**DATA LINES**
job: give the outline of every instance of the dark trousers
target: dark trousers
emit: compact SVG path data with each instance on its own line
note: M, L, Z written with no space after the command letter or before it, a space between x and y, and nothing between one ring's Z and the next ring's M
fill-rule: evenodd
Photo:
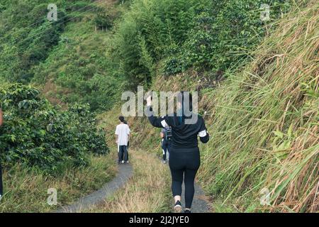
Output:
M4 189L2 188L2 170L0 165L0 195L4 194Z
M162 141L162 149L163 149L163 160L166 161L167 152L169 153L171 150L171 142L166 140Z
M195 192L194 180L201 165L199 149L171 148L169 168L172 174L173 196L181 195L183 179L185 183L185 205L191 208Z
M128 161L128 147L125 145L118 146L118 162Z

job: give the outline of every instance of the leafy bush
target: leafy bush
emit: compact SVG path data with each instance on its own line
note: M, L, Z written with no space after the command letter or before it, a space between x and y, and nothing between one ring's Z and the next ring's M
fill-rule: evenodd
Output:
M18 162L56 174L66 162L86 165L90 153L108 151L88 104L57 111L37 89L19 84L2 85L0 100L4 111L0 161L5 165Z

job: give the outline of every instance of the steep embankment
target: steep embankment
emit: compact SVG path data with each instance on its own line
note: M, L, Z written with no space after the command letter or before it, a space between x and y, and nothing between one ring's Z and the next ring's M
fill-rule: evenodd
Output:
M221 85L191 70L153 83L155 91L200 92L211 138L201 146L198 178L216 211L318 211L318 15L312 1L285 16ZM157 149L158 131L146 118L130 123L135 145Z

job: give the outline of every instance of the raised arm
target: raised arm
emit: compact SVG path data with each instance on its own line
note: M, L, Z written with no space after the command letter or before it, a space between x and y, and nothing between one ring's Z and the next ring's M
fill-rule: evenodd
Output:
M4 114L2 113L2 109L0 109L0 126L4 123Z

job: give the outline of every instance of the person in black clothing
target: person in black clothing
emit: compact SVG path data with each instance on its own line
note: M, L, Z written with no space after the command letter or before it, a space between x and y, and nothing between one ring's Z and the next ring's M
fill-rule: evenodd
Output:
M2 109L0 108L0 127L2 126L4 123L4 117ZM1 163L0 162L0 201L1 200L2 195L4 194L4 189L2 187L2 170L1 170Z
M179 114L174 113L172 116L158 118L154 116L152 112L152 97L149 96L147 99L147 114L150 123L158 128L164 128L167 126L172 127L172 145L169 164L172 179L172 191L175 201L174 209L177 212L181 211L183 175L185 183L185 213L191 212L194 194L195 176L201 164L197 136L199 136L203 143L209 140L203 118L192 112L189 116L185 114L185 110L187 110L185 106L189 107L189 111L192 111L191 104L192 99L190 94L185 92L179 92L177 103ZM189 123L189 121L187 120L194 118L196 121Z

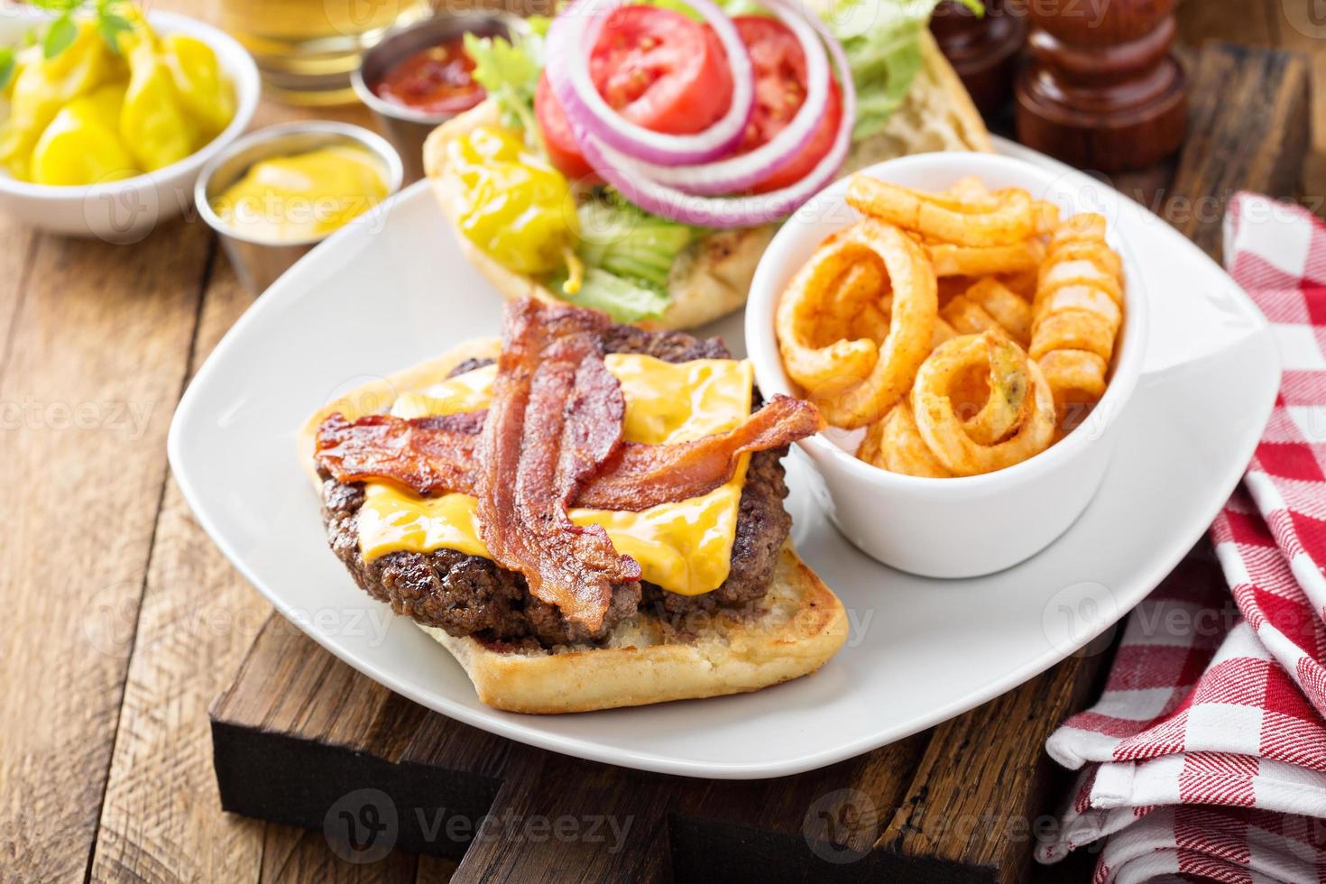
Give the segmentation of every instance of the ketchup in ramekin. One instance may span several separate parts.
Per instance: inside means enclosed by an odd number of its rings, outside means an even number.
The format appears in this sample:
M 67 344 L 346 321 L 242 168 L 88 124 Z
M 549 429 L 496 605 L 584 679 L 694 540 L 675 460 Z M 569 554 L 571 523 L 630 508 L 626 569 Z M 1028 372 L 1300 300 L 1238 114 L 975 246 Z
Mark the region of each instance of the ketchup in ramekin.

**THE REQUEST**
Reproduce the records word for word, from their very beginning down to and including the line that contains "M128 161L128 147L125 145L118 146L118 162Z". Leave the pictures out of your answer.

**FINISHED ANSWER**
job: give the outline of every instance of the dark trousers
target: dark trousers
emit: compact SVG path data with each instance on its own line
note: M, L, Z written with no space after the command letter or before it, a space between x and y, and nothing between one ring's Z and the next ring's M
fill-rule: evenodd
Photo:
Output:
M4 189L2 188L2 170L0 165L0 195L4 194Z
M162 141L162 149L163 149L163 160L166 161L167 152L169 153L171 150L171 142L166 140Z
M195 192L194 180L201 165L199 149L171 148L169 168L172 174L173 196L181 195L183 179L185 183L185 205L191 208Z
M128 161L128 147L125 145L118 146L118 162Z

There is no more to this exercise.